==== SOURCE DATA
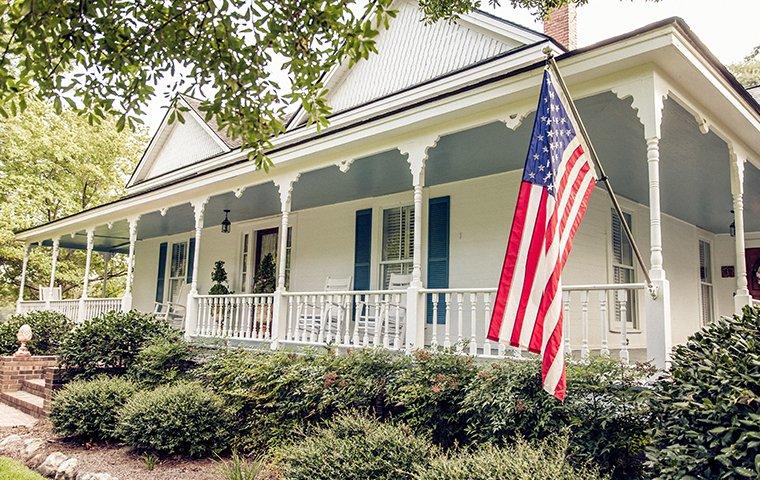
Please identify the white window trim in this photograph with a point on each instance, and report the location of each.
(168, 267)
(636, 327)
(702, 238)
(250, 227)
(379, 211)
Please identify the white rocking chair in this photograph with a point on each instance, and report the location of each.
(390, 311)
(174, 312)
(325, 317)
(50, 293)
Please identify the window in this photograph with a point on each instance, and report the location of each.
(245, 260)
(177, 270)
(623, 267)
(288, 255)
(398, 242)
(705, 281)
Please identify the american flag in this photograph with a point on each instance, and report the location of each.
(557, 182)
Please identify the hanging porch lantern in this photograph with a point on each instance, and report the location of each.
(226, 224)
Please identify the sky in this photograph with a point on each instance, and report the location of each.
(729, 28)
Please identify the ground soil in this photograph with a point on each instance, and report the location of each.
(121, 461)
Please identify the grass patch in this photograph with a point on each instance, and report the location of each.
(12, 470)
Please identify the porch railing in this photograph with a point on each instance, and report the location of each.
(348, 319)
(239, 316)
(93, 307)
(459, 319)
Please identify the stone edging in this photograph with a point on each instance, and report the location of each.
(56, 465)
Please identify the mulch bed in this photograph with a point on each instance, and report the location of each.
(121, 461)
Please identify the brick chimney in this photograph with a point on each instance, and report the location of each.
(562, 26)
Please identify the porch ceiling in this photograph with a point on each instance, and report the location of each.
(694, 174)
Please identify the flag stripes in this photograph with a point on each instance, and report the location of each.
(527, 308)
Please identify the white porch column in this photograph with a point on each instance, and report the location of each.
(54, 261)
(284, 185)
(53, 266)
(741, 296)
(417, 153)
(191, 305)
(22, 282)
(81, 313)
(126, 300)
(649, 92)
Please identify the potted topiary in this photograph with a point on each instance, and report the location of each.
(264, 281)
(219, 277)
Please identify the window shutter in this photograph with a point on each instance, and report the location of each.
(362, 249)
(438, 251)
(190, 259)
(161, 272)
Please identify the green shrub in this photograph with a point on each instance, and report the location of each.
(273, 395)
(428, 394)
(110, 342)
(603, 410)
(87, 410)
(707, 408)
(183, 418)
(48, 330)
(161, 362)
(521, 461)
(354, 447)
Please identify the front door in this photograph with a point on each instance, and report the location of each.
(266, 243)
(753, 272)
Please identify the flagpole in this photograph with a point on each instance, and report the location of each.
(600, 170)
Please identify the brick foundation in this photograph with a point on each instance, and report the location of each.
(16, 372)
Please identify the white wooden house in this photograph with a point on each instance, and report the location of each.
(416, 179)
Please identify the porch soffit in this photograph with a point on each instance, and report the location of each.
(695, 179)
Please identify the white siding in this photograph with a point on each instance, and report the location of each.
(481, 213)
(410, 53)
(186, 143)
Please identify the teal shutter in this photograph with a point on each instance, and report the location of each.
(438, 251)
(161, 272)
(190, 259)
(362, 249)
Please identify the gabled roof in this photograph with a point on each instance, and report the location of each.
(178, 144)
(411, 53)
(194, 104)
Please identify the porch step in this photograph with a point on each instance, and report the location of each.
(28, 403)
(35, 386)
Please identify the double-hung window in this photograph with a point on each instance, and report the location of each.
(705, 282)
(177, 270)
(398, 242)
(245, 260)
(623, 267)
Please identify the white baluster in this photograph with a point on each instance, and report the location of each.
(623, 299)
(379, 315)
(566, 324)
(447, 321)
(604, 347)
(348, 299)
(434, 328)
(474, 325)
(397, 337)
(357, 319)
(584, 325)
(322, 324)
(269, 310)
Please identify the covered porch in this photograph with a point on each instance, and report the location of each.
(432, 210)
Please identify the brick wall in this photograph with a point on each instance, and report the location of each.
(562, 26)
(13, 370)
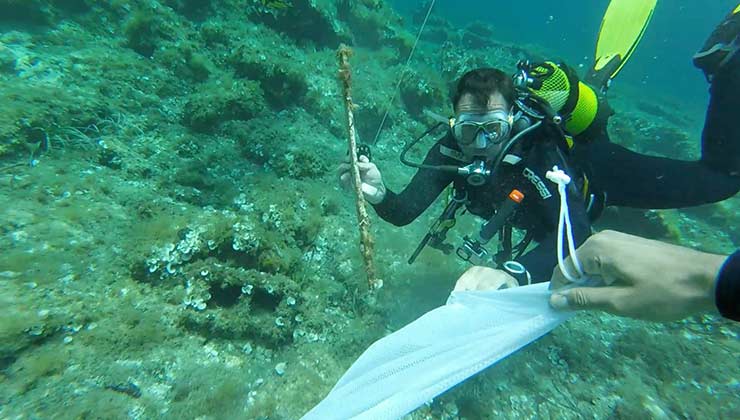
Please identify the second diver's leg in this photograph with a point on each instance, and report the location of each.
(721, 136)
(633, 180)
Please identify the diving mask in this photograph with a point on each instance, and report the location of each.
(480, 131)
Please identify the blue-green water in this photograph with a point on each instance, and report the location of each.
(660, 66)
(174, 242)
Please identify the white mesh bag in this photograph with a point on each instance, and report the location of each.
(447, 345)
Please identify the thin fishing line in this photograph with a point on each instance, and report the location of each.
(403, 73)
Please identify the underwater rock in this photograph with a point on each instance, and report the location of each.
========
REQUIRED WORK:
Copy the listing above word for word, every line from start to finish, and leave out the pictures.

EXERCISE SOLUTION:
Please identify the white window trim in this photograph with a point on each instance, and report the location of each.
(168, 267)
(636, 327)
(702, 238)
(250, 227)
(379, 211)
Please identify the white rocking chair in this photograph with a point on each instance, and report the location of each.
(390, 311)
(174, 312)
(325, 317)
(50, 293)
Please identify the window in this photograph with a point on each instance, and report the location of each.
(245, 260)
(177, 270)
(623, 267)
(288, 255)
(398, 242)
(705, 281)
Please identify the american flag in this photograph with a point on each instance, and report the location of each.
(557, 182)
Please identify the hanging porch lantern in this photograph with a point on each instance, and report the location of each.
(226, 224)
Please identify the sky in this photograph with a point on each instance, and report the location of each.
(729, 28)
Please identify the ground soil in this photograph with a point on each instance, and report the location of each.
(121, 461)
Please identify the grass patch in this photograph with a point on each instance, and report the location of each.
(12, 470)
Please identify the porch railing in this photograph with a point on each instance, and report the location of each.
(348, 319)
(239, 316)
(93, 307)
(459, 319)
Please identify the stone edging in this photograph with a point on each instance, and report the location of each.
(56, 465)
Please identify the mulch bed in this photograph with a point on each instance, and report the location of each.
(121, 461)
Please identify the brick chimney in this photograph with a point on each instance, and report the location of each.
(562, 26)
Please identify the porch ceiling in this photograph with a point on each instance, and report the location of each.
(694, 174)
Please identify the flag stripes in this photograph with a point on each instance, and report the location of each.
(527, 308)
Please identify the white porch column in this photograph with a point on each instance, and report the location of each.
(54, 261)
(284, 185)
(53, 266)
(741, 296)
(417, 153)
(191, 305)
(22, 282)
(81, 313)
(126, 300)
(649, 92)
Please identify the potted topiary in this photograph with a point on each instance, and report the location of each.
(264, 281)
(219, 277)
Please identify the window shutter in this photograph with a point on each instance, and report the location of each.
(362, 249)
(438, 251)
(190, 259)
(161, 272)
Please identify the green shrub in this photograph with a point on each instance, and report the location of each.
(273, 395)
(428, 394)
(110, 342)
(603, 410)
(87, 410)
(707, 408)
(183, 418)
(48, 330)
(161, 362)
(521, 461)
(354, 447)
Please identify the front door in this photograph with a point on each instance, and report the location of each.
(266, 243)
(753, 272)
Please identify the flagpole in this photograph with a point on each instance, and report the location of each.
(600, 170)
Please identify the brick foundation in this photograph with a point on each instance, and report the location of each.
(16, 372)
Please identify the white wooden house in this photograph with a point on each instance, and report the location of each.
(416, 179)
Please identify the porch soffit in this photograph with a point on each instance, and report the location of each.
(695, 179)
Please identify the white siding in this photograph with a point on each instance, and report the location of each.
(481, 213)
(410, 53)
(186, 143)
Please identify the teal shutter in this photograph with a point on each instance, and report the location of each.
(438, 251)
(161, 272)
(190, 259)
(362, 249)
Please identify the gabled roof in this photograph with a point on each instance, and report the location of each.
(178, 144)
(411, 53)
(194, 104)
Please identify the porch step in this photograph with a point on each instance, and report the location of each.
(28, 403)
(35, 386)
Please identify the double-hung window in this photograph with a point on each instance, and report the location of each.
(705, 282)
(177, 270)
(398, 242)
(245, 260)
(623, 267)
Please identify the white baluster in this photograph with a point on each instance, and report the location of each.
(623, 299)
(379, 315)
(566, 324)
(447, 321)
(604, 347)
(348, 299)
(434, 328)
(474, 325)
(397, 337)
(357, 319)
(584, 325)
(322, 324)
(269, 310)
Please identify the covered porch in this photograph with a point on each instance, and report the location of each.
(432, 210)
Please identify the brick wall in this photograph with a point on each instance, and report the location of each.
(562, 26)
(13, 370)
Please identify the second diver's leg in this photograph with a point on each instance, and report the location of each.
(721, 136)
(633, 180)
Please identify the diving mask in this photograph with a point on each instance, and report the location of each.
(480, 131)
Please identify the blue-green water in this photograph with a point on each instance, and report the location of each.
(660, 66)
(174, 242)
Please identify the white mesh bag in this photograph with a point on each instance, and report the location of each.
(447, 345)
Please identify the thin fishing line in this photograph with a point on each instance, and report the location of each.
(403, 73)
Please identify the underwater rock in this photograph with a point on each instance, and report the location of each.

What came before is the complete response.